PROBLEM DETAILS ▸
Report each line below that contains the word "white", copying those lines out in full. Case counts.

DATA TO PROCESS ▸
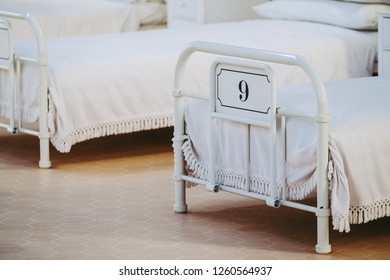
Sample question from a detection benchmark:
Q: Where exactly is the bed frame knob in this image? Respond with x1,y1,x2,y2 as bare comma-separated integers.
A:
266,197,282,208
207,184,221,193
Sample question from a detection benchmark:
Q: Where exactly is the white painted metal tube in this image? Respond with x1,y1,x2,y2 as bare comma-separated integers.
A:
0,11,51,168
174,41,331,253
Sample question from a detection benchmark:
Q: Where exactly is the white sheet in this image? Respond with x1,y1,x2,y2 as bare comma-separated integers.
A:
183,77,390,232
0,0,166,39
0,20,376,152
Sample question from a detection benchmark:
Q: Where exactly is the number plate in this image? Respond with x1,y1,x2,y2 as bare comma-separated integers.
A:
215,60,273,119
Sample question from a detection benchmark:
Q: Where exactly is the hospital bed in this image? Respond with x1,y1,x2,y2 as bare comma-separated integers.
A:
0,0,167,39
0,1,386,167
173,42,390,253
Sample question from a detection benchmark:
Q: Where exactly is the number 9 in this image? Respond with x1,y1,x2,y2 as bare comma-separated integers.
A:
238,80,249,102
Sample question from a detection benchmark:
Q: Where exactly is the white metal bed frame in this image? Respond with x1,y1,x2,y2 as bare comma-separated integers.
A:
0,11,51,168
173,42,331,254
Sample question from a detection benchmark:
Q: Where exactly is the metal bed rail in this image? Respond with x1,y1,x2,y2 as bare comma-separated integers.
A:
0,11,51,168
173,41,331,253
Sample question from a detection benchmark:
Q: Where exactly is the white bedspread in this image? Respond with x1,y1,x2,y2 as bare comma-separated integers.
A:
0,0,166,39
183,77,390,232
0,20,376,152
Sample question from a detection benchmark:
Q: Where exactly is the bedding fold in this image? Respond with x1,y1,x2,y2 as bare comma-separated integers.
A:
182,77,390,232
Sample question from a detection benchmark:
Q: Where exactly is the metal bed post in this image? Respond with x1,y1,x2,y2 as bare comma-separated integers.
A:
0,11,51,168
173,42,331,253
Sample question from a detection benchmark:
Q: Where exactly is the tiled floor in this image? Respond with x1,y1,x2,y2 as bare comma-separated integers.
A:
0,129,390,260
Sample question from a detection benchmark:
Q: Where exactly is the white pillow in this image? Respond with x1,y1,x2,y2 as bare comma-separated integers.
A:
253,0,390,30
339,0,390,4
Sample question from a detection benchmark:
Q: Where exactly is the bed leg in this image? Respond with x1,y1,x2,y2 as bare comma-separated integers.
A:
173,91,187,213
316,209,331,254
174,180,187,213
39,136,51,168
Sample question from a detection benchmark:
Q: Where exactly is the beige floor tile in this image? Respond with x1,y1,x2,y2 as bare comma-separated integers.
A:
0,129,390,260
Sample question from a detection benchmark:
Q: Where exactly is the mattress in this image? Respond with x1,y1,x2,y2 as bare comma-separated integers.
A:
0,20,377,152
0,0,166,39
183,77,390,232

TASK RESPONSE ▸
Q: Where exactly is the white painted metal tube in this image? Respond with x1,y1,x2,y2 as bare comma-separated integers.
Q: Where exactly is the white sheet in this image? Respond with x1,y1,x2,y2 as bare comma-separated integers.
Q: Where exactly is the white metal bed frame in this image? Respond with x1,y1,x2,y2 as bare comma-separated integers.
Q: Where exactly is the white bedspread in this image? Respond with x1,y1,x2,y2 as bare comma-separated integers.
Q: Where exactly is the white pillow in this image? Respond with x1,y1,x2,y2 as bare comma-separated integers.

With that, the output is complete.